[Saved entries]
· · · · ·

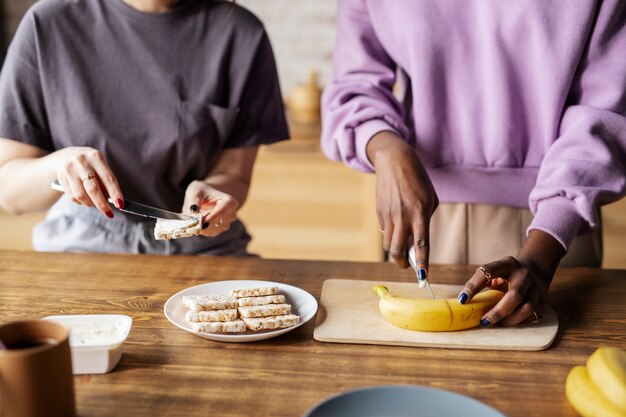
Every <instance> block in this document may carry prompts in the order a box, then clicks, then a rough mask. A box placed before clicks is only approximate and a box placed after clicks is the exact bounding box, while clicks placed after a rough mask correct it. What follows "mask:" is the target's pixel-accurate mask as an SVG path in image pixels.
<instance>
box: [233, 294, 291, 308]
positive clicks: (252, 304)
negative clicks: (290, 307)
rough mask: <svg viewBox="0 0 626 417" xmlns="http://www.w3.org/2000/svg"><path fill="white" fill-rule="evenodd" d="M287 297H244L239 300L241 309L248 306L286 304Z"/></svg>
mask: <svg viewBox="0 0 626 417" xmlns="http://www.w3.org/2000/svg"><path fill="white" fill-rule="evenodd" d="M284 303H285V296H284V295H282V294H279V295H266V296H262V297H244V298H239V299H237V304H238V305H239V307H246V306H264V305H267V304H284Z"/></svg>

· · · · ·

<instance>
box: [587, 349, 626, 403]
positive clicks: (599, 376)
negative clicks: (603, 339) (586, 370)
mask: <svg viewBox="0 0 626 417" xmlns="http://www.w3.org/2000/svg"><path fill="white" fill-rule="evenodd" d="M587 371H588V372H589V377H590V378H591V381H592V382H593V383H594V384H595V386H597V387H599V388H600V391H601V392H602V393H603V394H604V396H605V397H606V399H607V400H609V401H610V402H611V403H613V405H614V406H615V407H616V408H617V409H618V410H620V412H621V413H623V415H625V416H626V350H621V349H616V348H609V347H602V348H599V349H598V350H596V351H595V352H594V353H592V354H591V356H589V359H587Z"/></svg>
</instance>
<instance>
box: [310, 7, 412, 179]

· · · · ·

PROBLEM DESCRIPTION
Where a line in the entries holds the word "positive", copy that line.

RESPONSE BELOW
positive clicks: (252, 304)
positive clicks: (599, 376)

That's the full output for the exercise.